*Set task a*: Show every line in the rows below that contains the string "eyebrow".

*Document*:
All but the most trivial expressions will contain symbols which have some application-specific meaning. These represent placeholders in the expression for values to be substituted when the expression is executed (or when it is compiled). To enable client code to provide these value substitutions at the appropriate times, compiled expression objects use a callback model. This model is described by the SymbolResolver interface.

When submitting an expression for compilation, client code must provide a SymbolResolver object. This object will be called:

by the expression parser during the parsing phase, when it encounters a string constant which must be resolved into a literal;
by the expression compiler during the compilation phase, when it encounters one of the following constructs in the expression:

a variable for which it requires data type information;
a user function for which it requires return type information;

by the compiled expression object itself during the runtime execution phase, when it needs to:

retrieve the current value of a variable;
execute a user function.

The SymbolResolver implementation supplied by client code is responsible for providing the correct substitution values based upon the context of the application at the time it executes an expression; the expression object itself has no awareness of the application's current state. The TestDriver class is a sample implementation of the SymbolResolver interface. It is discussed in greater detail below.

How Resolution Errors are Handled

If a string constant cannot be resolved during expression parsing, an error is reported to stderr, followed by an ExpressionException thrown at compile time. Client code generally should not throw an exception from the SymbolResolver resolveXXX methods; the subclasses of CompiledExpression do not have exception handlers, as these are expensive constructs. Any exception thrown by client code during symbol resolution will propagate up the call stack back to the client code which called ArithmeticExpression.compute() or LogicalExpression.evaluate().

Instead, if no suitable variable substitution exists, null should be returned from a SymbolResolver resolveXXX method. A null return is handled differently by ArithmeticExpression and LogicalExpression objects, as described below.

Arithmetic Expressions

An unresolved variable is a fatal condition for an arithmetic expression, since it cannot compute a result if a component value is missing. If null is returned from a variable resolver callback method, ArithmeticExpression throws an UnresolvedSymbolException.

[A data block]
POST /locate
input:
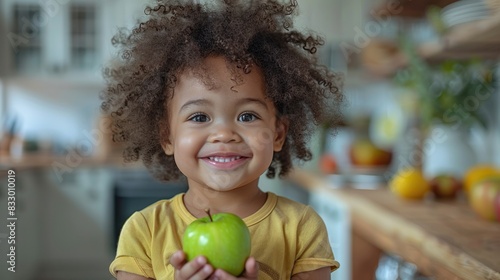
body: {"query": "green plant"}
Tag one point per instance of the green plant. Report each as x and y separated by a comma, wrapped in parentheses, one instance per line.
(449, 92)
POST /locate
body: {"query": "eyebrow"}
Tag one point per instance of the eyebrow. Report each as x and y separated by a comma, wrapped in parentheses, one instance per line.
(195, 102)
(253, 100)
(203, 102)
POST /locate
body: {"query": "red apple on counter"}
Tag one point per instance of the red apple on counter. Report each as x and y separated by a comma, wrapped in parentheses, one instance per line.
(445, 186)
(363, 152)
(485, 198)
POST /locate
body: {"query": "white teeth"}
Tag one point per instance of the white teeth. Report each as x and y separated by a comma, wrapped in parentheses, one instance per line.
(224, 159)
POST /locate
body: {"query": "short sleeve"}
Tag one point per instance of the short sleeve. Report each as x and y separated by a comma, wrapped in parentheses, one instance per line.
(134, 248)
(313, 248)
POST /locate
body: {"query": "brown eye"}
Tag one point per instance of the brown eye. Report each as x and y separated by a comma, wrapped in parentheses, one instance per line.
(199, 118)
(247, 117)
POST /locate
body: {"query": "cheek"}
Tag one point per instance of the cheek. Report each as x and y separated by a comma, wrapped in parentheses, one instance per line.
(262, 142)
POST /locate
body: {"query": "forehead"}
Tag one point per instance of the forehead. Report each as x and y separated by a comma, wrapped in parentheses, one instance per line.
(215, 73)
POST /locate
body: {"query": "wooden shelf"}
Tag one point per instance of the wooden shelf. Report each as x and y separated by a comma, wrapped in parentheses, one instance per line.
(479, 39)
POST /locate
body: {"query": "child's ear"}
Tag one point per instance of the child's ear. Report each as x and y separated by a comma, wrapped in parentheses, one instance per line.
(280, 134)
(168, 147)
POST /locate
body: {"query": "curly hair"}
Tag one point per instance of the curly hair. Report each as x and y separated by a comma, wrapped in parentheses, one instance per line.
(178, 35)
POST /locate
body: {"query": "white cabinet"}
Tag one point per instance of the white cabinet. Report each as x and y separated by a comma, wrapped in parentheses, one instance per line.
(26, 233)
(63, 228)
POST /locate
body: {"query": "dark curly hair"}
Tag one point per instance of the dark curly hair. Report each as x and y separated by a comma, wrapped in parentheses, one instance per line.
(178, 35)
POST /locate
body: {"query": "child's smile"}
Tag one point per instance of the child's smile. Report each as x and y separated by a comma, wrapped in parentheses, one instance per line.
(222, 135)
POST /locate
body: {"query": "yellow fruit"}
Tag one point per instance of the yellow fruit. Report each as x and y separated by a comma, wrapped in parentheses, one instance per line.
(478, 173)
(409, 183)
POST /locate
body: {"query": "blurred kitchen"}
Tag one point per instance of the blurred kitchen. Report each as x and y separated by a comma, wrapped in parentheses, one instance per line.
(421, 82)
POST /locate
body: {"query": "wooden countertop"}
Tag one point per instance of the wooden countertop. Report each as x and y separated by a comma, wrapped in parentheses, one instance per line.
(445, 240)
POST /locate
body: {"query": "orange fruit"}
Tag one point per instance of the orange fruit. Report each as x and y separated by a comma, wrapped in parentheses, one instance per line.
(478, 173)
(409, 183)
(328, 164)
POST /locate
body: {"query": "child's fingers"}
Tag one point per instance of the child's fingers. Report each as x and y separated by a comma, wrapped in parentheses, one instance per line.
(178, 259)
(251, 272)
(251, 268)
(197, 269)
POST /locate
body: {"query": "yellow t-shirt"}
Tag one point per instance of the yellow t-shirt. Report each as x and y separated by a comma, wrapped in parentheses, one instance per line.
(287, 238)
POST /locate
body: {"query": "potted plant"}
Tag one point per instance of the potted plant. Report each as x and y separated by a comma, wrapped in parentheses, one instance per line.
(450, 96)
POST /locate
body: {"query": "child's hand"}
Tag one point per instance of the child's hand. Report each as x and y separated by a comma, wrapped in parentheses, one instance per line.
(195, 269)
(200, 269)
(251, 271)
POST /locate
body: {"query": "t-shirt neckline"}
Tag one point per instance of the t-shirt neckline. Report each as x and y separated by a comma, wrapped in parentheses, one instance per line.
(253, 219)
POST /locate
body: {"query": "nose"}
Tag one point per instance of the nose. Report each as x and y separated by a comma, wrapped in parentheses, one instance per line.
(224, 133)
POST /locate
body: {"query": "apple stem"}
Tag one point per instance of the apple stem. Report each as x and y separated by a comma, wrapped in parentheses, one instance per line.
(208, 213)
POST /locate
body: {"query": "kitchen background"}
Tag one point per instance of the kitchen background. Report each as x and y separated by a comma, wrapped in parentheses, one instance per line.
(72, 190)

*Set task b*: For each statement, say yes or no to whether it agrees with the symbol resolution text above, and quote the words of the text that decide it. (i) The SymbolResolver object is called by the expression parser during the parsing phase. (ii) The subclasses of CompiledExpression have exception handlers. (iii) When null is returned from a variable resolver callback method, ArithmeticExpression returns zero.

*Worked answer a*:
body: {"query": "eyebrow"}
Tag one point per instance of the eyebrow. Report each as x and y separated by a comma, wrapped in parentheses, one instance per line.

*Worked answer b*:
(i) Yes: "by the expression parser during the parsing phase, when it encounters a string constant which must be resolved into a literal"
(ii) No: "the subclasses of CompiledExpression do not have exception handlers, as these are expensive constructs"
(iii) No: "If null is returned from a variable resolver callback method, ArithmeticExpression throws an UnresolvedSymbolException."